Exercise passage Block Start

# Corsair VX450W



## W1zzard (Sep 6, 2007)

Corsair's brand new VX450W power supply comes with a maximum load of 450W. While this may not sound much it is absolutely sufficient to power most of today's systems. The PSU has a very high efficiency of over 83% which allows the fan to run slower because there is not so much excess heat to get rid of. In our fan noise testing this extremely silent unit leads by a large margin over all other PSUs tested so far.

*Show full review*


----------



## WarEagleAU (Sep 10, 2007)

Great price for a PSU that could prolly handle 600w totals. Thanks W1zz.


----------



## hat (Dec 25, 2007)

Got it now, it's great.


----------



## ghost101 (Dec 25, 2007)

Yep, great PSU.
The 550w version i have has even better efficiency with the same noise. It has 2 pci-e conncetors and being £10 cheaper than a hx520 i really dont understand why people dont go for it more.


----------



## hat (Dec 26, 2007)

modular, dual 12v rails


----------



## btarunr (Dec 26, 2007)

That's the best 450W PSU I've seen in a long time....the efficiency is totally off the charts. This PSU easily out-does several cheap 600W PSUs.

Awesome review, W1z!


----------



## ghost101 (Dec 26, 2007)

hat said:


> modular, dual 12v rails



http://www.xbitlabs.com/articles/other/display/atx-psu5.html#sect1

Multiple rails has always been a marketing gimmick. Heres a section from an xbitlab review. Xbitlab are probably the best and most comprehensive reviewers of PSUs.



			
				xbitlabs said:
			
		

> Dual +12V output circuits
> In good old times PC power supplies used to have one power rail for each of the output voltages (+5V, +12V, +3.3V, and a couple of negative voltages), and the maximum output power on each of the rails was not higher than 150-200W. It’s only in some high-wattage server-oriented power supplies that the load on the +5V rail could be as high as 50A, i.e. 250W. This situation was changing as computers required ever more power and the distribution of power consumption among the different power rails was shifting towards +12V.
> 
> The ATX12V 1.3 standard recommends a max current of 18A for the +12V rail and this is where a problem occurred. It was about safety regulations rather than about increasing the current load further. According to the EN-60950 standard, the maximum output power on user-accessible connectors must not exceed 240VA. It is thought that higher output power may with a higher probability lead to various disasters like inflammation in case of a short circuit or hardware failure. Obviously, this output power is achieved on the +12V rail at a current of 20A while the PSU connectors are surely user-accessible.
> ...



An easy way to tell when there arent actually independent 12v rails is where if you add up the amperage of the 12v rails and then multiply it by 12, it doesnt add up to the stated combined power output of the rails.

Exercise passage Block End
Given information Block Start

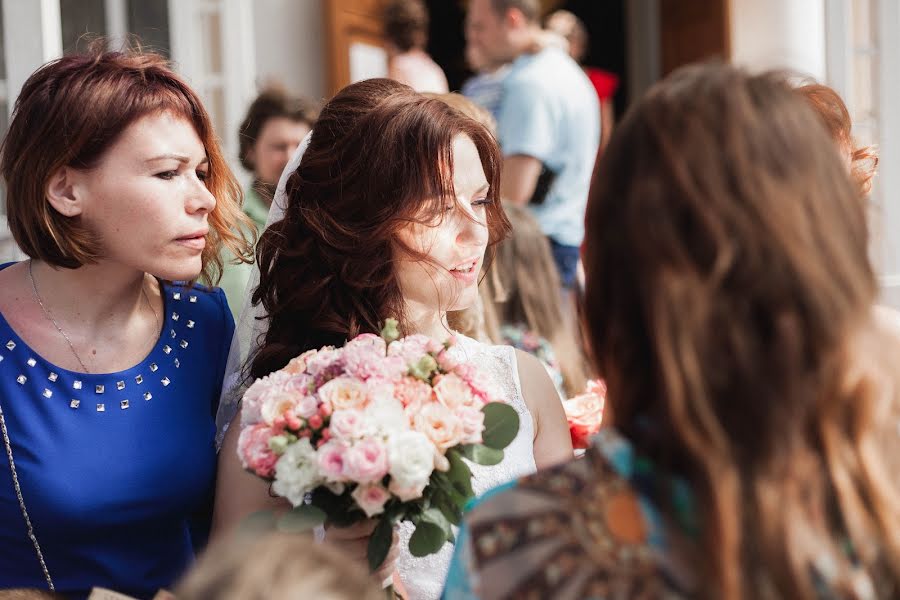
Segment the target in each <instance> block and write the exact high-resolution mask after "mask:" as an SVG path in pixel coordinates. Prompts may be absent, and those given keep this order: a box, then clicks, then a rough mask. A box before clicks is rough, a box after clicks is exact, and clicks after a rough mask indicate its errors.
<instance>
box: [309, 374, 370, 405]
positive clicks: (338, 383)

Given information Block End

Task instructions »
A. According to the power supply thread, what is the maximum output power that the EN-60950 standard allows on user-accessible connectors?
B. Copy the power supply thread from "## W1zzard (Sep" up to and including "(Sep 10, 2007)".

Responses to the tasks »
A. 240VA

B.
## W1zzard (Sep 6, 2007)

Corsair's brand new VX450W power supply comes with a maximum load of 450W. While this may not sound much it is absolutely sufficient to power most of today's systems. The PSU has a very high efficiency of over 83% which allows the fan to run slower because there is not so much excess heat to get rid of. In our fan noise testing this extremely silent unit leads by a large margin over all other PSUs tested so far.

*Show full review*


----------



## WarEagleAU (Sep 10, 2007)